■ **WRITTEN TASK**: Shift the point coordinates in the part of the material that opens with the line containing "Target: building window" and runs through the end of the material, adding 5 to every number. Write out every line of that part, both ends included, with nothing before or after it.

■ **RECORDS**:
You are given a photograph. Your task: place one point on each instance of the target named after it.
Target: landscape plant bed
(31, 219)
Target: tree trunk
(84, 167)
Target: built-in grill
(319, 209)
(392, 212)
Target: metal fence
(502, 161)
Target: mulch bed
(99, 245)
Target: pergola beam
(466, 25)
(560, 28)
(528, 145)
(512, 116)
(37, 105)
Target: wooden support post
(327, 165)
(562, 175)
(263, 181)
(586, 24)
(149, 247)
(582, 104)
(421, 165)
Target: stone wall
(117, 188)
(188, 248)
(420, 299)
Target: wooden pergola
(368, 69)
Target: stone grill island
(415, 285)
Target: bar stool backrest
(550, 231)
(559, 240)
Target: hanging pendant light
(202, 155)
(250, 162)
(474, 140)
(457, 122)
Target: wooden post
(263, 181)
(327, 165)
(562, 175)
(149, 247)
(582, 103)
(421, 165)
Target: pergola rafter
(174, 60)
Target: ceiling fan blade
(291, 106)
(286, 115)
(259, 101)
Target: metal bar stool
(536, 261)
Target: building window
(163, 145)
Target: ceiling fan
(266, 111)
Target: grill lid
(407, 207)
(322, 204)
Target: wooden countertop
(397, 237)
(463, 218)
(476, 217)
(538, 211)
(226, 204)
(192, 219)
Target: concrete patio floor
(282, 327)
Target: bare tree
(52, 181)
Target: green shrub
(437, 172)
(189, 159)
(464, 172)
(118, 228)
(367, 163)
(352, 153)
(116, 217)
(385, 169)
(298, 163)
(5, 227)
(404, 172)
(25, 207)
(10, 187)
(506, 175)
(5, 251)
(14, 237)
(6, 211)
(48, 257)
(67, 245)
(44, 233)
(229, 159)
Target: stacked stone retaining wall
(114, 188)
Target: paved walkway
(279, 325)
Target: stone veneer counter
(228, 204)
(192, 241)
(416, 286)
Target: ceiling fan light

■ **PROBLEM SOLUTION**:
Target: building window
(168, 150)
Target: ceiling fan
(271, 116)
Target: grill lid
(412, 212)
(327, 209)
Target: wooden countertop
(402, 242)
(468, 223)
(481, 222)
(543, 216)
(231, 209)
(197, 224)
Target: concrete patio floor
(287, 332)
Target: bare tree
(57, 186)
Target: green shrub
(442, 177)
(194, 164)
(469, 177)
(123, 233)
(372, 168)
(357, 158)
(121, 222)
(390, 174)
(303, 168)
(10, 232)
(409, 177)
(30, 212)
(15, 192)
(511, 180)
(10, 256)
(19, 242)
(11, 216)
(53, 262)
(72, 250)
(49, 238)
(234, 164)
Target: stacked stone retaining wall
(119, 193)
Target: paved walkway
(284, 330)
Target: stone veneer counter
(233, 209)
(197, 246)
(421, 291)
Target: ceiling fan light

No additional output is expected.